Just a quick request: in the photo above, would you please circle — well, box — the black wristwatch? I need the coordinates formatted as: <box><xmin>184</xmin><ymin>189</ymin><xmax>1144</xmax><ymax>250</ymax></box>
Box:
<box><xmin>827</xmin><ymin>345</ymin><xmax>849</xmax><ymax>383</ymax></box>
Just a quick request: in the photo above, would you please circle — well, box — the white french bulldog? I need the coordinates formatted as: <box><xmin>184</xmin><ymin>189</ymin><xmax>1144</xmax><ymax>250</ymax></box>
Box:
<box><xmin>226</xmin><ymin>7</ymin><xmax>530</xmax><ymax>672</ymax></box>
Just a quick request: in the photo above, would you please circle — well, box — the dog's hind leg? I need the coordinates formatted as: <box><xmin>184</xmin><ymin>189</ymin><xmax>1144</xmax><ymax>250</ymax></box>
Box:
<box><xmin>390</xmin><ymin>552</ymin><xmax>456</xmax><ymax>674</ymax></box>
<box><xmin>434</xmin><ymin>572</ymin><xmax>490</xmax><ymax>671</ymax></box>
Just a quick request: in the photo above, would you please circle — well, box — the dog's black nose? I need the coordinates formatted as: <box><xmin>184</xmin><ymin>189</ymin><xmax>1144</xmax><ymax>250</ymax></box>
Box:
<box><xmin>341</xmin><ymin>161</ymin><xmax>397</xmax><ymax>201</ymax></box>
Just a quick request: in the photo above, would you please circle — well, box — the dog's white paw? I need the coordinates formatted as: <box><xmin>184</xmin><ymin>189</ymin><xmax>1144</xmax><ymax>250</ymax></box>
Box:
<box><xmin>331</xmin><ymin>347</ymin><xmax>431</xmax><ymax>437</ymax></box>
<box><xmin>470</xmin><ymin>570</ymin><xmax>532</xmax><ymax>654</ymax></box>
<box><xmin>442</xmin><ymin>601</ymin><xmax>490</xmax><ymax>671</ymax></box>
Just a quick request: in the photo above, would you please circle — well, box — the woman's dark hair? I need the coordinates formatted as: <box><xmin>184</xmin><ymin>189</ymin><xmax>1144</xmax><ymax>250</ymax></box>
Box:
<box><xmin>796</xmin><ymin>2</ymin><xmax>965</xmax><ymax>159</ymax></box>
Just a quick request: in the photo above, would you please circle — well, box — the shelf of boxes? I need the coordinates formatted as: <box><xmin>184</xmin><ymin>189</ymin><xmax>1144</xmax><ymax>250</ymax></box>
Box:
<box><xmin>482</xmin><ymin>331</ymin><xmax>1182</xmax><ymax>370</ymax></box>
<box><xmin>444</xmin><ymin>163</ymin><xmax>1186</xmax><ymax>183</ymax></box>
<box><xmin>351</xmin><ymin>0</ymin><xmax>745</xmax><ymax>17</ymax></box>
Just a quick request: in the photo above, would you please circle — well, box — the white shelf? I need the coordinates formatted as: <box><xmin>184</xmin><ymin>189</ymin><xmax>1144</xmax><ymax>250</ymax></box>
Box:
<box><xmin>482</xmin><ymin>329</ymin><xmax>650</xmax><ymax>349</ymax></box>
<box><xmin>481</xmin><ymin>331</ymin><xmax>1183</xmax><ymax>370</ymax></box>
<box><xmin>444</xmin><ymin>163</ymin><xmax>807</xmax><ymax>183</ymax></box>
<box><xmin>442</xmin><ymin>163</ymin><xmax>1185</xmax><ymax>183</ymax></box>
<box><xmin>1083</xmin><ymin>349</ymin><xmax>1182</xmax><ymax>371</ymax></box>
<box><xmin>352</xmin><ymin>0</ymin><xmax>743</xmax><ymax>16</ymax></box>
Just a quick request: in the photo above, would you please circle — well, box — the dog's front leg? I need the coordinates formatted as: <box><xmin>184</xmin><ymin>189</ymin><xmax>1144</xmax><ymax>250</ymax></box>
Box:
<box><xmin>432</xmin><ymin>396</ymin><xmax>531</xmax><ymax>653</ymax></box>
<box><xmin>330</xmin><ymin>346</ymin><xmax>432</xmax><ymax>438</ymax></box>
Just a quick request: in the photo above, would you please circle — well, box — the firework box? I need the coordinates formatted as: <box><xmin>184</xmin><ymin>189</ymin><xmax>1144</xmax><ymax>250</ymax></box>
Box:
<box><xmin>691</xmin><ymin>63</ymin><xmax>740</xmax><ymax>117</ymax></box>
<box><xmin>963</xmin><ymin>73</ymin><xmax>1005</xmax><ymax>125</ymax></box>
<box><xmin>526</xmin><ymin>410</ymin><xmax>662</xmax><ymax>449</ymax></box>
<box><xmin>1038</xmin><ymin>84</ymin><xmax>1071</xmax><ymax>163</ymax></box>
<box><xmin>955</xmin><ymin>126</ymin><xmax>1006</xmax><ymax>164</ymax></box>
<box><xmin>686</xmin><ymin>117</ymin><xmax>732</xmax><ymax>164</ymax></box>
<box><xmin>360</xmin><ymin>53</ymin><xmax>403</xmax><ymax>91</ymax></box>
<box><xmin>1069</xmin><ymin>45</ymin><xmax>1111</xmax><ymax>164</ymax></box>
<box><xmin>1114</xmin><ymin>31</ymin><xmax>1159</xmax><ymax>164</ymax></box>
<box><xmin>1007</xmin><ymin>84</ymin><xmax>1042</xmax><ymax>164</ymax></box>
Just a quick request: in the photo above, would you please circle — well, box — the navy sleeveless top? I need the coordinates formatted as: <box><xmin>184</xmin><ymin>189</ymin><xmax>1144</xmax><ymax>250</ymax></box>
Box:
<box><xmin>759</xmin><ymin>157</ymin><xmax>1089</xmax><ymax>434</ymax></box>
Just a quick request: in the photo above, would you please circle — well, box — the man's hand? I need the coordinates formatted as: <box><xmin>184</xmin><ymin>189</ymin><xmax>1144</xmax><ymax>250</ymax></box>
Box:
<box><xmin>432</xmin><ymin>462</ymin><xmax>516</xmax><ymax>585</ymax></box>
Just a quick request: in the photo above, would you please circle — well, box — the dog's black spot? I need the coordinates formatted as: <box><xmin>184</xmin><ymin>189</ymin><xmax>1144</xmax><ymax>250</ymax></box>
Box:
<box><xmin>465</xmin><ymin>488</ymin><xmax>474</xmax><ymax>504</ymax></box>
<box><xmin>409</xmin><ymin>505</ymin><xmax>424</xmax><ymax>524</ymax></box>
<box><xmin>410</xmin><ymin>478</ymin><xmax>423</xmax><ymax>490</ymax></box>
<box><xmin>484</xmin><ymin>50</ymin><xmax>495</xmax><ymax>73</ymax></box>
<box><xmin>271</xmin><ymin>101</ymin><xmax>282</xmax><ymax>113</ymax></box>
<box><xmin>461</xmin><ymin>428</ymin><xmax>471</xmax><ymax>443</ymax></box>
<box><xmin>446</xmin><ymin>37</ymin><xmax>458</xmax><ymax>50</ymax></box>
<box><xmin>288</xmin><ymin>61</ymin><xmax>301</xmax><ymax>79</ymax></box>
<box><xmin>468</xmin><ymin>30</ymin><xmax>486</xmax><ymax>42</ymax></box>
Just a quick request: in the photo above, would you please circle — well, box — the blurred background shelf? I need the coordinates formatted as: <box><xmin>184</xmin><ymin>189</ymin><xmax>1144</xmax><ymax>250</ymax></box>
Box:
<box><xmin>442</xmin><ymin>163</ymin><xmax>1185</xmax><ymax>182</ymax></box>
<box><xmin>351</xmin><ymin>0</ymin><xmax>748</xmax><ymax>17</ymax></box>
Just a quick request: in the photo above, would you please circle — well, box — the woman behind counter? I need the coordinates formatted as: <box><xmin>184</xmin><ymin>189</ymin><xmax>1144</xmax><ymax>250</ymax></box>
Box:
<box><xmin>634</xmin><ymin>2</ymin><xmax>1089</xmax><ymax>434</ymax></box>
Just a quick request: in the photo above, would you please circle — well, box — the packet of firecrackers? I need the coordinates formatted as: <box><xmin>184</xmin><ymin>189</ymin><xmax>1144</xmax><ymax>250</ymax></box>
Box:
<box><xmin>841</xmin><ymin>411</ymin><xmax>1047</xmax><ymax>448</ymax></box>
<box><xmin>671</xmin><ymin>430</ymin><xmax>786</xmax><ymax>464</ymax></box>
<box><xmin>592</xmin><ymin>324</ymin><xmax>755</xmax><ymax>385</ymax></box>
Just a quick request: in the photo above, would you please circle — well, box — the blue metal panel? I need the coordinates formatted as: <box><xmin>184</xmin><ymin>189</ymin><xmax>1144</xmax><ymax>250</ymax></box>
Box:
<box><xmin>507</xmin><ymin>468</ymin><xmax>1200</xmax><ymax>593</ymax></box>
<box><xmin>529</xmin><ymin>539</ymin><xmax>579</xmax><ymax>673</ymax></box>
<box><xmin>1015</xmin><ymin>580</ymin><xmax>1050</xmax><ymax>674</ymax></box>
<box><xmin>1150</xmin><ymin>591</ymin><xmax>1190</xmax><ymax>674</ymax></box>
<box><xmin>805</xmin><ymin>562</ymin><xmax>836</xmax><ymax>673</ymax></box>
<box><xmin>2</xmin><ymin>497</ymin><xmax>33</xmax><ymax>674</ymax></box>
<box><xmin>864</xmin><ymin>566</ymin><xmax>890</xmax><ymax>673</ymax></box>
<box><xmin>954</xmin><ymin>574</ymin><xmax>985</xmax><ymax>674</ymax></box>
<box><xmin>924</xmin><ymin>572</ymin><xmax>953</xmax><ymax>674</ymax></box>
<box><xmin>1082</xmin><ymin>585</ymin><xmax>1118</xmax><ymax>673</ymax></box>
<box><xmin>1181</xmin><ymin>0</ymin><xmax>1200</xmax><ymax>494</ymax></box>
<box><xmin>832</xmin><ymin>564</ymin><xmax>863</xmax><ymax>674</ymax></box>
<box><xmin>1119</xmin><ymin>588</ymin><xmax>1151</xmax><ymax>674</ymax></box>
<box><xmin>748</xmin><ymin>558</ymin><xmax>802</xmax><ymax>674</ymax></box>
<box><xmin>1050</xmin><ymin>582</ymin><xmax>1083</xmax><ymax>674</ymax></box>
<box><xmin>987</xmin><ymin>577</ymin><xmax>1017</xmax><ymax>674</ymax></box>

• • •

List, from the entries above, every line in which the word "woman" shows up.

◆ **EXERCISE ANSWER**
Just a quick request: in the photo above, would you please circle — well, box — the woman's dark hair? I need the coordinates formatted as: <box><xmin>184</xmin><ymin>189</ymin><xmax>1144</xmax><ymax>250</ymax></box>
Just a quick request: in the photo above, would you please circle — well, box — the woman behind counter? I need the coordinates formatted as: <box><xmin>184</xmin><ymin>189</ymin><xmax>1144</xmax><ymax>250</ymax></box>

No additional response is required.